▶ _EXERCISE PROMPT_
Within the data that follows, tally every line containing "chest". Provide only the tally.

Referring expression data
BEGIN
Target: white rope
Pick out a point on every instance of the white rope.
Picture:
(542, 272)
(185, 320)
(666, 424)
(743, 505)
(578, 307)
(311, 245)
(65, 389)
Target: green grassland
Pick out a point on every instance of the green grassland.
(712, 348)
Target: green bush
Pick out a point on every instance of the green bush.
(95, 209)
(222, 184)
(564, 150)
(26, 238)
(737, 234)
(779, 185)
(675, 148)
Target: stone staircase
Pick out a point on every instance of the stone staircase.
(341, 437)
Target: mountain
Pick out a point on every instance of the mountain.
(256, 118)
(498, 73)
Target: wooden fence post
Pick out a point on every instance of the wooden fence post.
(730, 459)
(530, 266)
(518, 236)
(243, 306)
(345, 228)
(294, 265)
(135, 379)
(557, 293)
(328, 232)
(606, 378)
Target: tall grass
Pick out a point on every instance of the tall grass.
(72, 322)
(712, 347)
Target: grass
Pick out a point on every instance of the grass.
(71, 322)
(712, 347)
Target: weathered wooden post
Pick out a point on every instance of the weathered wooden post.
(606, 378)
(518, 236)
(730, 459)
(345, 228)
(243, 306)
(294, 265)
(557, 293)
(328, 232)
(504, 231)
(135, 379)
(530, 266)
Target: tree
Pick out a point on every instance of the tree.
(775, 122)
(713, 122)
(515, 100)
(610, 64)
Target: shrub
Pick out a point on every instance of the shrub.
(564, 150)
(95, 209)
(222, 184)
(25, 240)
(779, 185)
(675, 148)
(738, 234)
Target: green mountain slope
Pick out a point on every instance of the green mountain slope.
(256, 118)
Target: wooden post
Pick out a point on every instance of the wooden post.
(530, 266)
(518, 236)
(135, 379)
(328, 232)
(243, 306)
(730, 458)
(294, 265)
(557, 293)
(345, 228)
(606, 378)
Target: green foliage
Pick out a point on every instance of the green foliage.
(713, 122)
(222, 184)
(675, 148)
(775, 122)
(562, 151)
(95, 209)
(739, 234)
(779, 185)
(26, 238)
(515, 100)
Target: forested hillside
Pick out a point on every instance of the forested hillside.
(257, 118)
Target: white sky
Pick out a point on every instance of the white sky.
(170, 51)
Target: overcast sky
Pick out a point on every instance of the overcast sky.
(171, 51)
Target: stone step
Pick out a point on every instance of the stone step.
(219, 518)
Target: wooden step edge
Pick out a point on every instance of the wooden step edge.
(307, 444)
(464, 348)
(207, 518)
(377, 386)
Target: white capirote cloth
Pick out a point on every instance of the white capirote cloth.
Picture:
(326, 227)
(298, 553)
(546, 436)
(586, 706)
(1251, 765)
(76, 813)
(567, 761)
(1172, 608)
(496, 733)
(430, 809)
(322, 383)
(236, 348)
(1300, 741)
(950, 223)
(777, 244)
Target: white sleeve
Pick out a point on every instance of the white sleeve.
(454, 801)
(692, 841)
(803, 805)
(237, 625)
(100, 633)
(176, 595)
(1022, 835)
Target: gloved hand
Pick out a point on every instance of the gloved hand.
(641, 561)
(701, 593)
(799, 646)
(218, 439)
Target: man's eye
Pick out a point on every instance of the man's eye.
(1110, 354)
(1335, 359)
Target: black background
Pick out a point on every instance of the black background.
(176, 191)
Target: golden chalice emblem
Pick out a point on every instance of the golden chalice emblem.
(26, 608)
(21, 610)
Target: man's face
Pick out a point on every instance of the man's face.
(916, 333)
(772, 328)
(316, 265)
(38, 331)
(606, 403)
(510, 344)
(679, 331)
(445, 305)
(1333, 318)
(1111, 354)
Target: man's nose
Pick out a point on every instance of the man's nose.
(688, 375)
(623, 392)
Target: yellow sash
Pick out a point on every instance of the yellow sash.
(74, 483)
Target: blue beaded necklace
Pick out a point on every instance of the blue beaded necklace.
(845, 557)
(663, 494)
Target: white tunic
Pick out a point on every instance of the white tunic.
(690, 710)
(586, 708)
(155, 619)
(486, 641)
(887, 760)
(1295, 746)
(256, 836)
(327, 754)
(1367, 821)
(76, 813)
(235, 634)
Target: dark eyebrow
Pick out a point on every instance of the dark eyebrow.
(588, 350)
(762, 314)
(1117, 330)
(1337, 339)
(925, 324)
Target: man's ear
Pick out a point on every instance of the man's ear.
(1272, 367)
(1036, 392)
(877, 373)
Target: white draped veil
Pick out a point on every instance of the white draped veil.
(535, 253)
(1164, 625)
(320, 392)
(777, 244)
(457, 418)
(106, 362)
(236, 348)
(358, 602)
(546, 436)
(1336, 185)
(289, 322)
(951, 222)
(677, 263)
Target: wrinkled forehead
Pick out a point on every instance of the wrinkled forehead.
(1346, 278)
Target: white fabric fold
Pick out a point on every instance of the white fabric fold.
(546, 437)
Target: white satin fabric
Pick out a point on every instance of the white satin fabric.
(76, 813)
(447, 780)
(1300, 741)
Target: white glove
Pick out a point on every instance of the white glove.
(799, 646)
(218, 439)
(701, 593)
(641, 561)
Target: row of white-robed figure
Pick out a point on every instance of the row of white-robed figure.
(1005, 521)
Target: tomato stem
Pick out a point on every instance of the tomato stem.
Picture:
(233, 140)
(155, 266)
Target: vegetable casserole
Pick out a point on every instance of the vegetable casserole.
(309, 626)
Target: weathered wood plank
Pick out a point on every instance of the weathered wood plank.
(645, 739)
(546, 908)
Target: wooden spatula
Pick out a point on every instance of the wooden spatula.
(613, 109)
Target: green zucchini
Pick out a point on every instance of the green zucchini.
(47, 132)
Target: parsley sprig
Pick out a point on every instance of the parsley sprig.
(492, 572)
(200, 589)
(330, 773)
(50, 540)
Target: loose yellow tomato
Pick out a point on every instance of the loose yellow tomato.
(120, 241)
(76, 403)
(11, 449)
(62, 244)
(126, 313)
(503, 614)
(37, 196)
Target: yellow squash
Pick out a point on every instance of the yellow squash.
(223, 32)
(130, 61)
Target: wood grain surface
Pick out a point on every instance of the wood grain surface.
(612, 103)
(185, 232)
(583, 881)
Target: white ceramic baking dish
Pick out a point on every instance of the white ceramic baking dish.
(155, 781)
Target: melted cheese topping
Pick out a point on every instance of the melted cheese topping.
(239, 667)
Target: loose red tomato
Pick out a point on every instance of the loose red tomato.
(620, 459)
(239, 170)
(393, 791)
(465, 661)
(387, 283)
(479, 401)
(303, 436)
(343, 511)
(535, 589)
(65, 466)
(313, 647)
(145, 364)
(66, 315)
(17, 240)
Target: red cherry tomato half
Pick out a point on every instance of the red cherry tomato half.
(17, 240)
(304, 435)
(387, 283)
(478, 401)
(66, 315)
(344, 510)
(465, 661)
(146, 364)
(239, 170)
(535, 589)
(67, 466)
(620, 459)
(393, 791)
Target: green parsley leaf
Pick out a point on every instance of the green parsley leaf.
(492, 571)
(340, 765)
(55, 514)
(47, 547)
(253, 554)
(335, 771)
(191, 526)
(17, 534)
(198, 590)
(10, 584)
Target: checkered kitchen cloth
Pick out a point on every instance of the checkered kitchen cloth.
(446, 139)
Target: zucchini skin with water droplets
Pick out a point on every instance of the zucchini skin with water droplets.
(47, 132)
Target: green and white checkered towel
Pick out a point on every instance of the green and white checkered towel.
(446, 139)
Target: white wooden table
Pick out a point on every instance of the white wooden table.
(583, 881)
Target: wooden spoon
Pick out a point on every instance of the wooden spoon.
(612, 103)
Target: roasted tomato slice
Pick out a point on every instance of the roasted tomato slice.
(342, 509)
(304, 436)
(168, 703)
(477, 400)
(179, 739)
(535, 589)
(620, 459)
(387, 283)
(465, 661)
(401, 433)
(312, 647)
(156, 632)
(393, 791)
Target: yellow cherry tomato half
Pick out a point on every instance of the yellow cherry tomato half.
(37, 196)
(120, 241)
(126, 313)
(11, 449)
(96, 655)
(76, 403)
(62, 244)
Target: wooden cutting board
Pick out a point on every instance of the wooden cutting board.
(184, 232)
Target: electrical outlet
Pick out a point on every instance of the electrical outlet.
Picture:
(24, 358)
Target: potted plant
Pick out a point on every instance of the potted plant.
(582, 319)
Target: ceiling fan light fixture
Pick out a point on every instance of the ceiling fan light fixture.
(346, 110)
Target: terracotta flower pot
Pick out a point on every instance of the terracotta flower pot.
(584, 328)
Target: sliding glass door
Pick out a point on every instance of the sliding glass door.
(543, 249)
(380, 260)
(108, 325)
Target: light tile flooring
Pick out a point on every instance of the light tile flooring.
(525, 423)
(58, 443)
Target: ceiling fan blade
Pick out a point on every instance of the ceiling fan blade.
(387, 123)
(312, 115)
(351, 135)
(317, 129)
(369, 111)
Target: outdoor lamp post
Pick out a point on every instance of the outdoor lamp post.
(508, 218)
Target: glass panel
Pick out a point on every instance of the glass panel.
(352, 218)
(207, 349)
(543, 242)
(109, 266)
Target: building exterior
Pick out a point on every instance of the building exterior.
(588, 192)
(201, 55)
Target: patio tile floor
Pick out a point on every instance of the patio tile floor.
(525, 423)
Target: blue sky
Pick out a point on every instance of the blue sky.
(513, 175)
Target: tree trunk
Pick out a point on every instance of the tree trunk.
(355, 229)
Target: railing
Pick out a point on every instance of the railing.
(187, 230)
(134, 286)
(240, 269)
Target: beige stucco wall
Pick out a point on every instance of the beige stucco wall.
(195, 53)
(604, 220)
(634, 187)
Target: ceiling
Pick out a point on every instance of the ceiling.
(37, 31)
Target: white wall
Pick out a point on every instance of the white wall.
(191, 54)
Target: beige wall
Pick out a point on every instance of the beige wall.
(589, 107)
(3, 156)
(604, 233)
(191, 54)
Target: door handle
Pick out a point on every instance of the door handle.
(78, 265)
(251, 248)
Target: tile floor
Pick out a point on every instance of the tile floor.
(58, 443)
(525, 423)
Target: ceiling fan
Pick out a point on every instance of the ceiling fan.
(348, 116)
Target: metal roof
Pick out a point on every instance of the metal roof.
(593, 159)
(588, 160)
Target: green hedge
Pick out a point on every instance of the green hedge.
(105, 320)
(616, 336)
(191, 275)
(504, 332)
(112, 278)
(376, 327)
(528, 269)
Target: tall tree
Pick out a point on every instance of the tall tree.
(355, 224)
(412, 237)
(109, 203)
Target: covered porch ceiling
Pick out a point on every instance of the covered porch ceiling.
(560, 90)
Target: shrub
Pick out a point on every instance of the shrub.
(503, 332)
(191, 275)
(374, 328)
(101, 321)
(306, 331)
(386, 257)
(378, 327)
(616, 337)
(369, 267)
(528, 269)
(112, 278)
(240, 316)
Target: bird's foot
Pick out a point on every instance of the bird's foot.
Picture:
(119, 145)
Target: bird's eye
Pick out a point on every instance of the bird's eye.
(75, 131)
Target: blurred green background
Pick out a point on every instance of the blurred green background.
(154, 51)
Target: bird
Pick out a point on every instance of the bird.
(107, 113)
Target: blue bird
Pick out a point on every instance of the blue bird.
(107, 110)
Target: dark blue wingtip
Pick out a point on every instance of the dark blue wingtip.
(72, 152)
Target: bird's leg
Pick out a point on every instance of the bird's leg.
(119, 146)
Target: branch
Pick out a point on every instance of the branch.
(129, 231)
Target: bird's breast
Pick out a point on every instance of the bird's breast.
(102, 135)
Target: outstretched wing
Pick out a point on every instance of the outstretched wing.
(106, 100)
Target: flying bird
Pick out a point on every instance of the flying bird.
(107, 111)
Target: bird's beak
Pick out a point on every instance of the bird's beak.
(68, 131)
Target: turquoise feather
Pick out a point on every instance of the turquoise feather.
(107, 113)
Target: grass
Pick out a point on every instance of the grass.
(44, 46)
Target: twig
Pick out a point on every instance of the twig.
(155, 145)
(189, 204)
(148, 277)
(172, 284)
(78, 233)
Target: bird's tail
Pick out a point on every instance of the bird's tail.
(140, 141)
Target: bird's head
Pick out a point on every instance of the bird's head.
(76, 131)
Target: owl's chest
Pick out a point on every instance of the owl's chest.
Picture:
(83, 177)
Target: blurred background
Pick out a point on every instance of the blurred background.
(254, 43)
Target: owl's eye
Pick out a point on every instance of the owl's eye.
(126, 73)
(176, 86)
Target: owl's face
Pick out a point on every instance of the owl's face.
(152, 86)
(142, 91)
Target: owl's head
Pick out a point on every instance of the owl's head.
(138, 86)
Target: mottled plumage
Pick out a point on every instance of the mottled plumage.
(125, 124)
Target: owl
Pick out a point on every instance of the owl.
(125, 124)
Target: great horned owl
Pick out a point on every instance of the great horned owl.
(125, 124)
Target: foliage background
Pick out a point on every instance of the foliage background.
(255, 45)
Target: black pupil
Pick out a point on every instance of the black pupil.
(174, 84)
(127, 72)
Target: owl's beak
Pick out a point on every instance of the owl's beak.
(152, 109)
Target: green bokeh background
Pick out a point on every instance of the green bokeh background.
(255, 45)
END
▶ _RESPONSE_
2